To be done: Render the rows below as a numbered list, omitting any blank lines.

Records provided start

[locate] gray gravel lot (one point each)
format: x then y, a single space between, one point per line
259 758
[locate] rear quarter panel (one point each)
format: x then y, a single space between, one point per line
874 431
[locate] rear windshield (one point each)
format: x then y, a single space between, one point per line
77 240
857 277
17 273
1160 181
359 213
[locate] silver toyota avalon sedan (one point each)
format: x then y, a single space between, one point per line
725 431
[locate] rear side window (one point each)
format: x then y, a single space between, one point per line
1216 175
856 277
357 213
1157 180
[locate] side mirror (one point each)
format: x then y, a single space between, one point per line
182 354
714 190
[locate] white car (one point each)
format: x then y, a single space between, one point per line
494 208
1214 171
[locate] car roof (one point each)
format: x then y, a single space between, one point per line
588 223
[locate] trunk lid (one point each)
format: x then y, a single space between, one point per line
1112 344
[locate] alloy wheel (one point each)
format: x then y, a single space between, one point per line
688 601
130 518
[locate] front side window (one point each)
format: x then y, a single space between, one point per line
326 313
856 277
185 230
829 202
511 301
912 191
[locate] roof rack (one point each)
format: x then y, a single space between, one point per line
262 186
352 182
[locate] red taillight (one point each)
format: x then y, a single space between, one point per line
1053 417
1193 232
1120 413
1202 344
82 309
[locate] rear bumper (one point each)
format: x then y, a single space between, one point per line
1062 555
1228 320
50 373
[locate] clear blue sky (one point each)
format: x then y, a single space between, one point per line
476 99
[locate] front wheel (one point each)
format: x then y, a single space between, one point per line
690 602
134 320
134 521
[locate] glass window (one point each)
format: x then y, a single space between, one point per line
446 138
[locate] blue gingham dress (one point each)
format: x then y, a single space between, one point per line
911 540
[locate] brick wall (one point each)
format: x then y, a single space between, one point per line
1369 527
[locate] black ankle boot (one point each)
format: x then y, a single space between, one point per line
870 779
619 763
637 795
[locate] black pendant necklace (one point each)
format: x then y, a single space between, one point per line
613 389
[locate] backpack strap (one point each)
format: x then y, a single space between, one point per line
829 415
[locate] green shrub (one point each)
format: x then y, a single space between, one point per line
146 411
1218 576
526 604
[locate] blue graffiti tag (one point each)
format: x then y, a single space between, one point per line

Records provided end

Exercise answer:
1. [locate] gray gravel lot (one point each)
2. format: x then y, a single space between, one point per line
3. 259 758
4. [locate] rear quarter panel (one point each)
5. format: x then y, a single space between, one point per line
6. 874 431
7. [locate] rear windshield (one point each)
8. format: x then y, a single space between, one point per line
9. 77 240
10. 857 277
11. 17 273
12. 1160 181
13. 359 213
14. [locate] silver toyota avalon sedan (one point each)
15. format: x then y, a single space between, one point per line
16. 725 431
17. [locate] rear side window (one point each)
18. format: x then y, a single space between, one point per line
19. 1216 175
20. 856 277
21. 357 213
22. 1157 180
23. [locate] side mirror (one point each)
24. format: x then y, a single space between, one point per line
25. 182 354
26. 714 190
27. [locate] white car (one point each)
28. format: x then y, a single space between, one point per line
29. 494 208
30. 1214 171
31. [locate] car roof (one point each)
32. format: x then y, a single space between, one point per line
33. 588 223
34. [locate] trunk lid (one point each)
35. format: x then y, a single space between, one point per line
36. 1112 344
37. [locate] alloy wheel (one point each)
38. format: x then y, a single space between, one point per line
39. 688 601
40. 130 518
41. [locate] front side window (one point each)
42. format: x then y, a single space between, one point per line
43. 326 313
44. 856 277
45. 185 230
46. 829 202
47. 511 301
48. 912 191
49. [locate] roof rack (one point each)
50. format: x then y, a single space between, one point per line
51. 262 186
52. 352 182
53. [locate] red taillight (one point each)
54. format: x then y, a single space between, one point per line
55. 1053 417
56. 1193 232
57. 1120 413
58. 1202 344
59. 82 309
60. [locate] rear bumper (one point each)
61. format: x then y, a single space between, one point per line
62. 1062 555
63. 1228 320
64. 50 373
65. [locate] clear blue sky (one point each)
66. format: x then y, a single space between, one point per line
67. 476 99
68. [locate] front wheel (one point each)
69. format: x then y, a single space between, one point per line
70. 690 602
71. 134 320
72. 134 521
73. [locate] glass window (one point each)
74. format: x then y, a single space between, one point per line
75. 446 138
76. [locate] blue gingham dress (one point each)
77. format: x then y, a single space between, one point per line
78. 911 540
79. [locate] brick wall (one point each)
80. format: x then y, a single space between, one point per line
81. 1369 527
82. [locate] black ankle boot (one point each)
83. format: x then y, a single space between, one point per line
84. 870 779
85. 619 763
86. 637 795
87. [locate] black pendant necklace (one point each)
88. format: x then y, a single space between, one point per line
89. 613 389
90. [locate] backpack strap (one point each)
91. format: x then y, a single space between, one point per line
92. 829 415
93. [locate] green shrub (one point each)
94. format: x then y, a single space between, one point per line
95. 146 411
96. 1218 576
97. 526 604
98. [locate] blue graffiti tag (one point each)
99. format: x then y, a single space between, one point per line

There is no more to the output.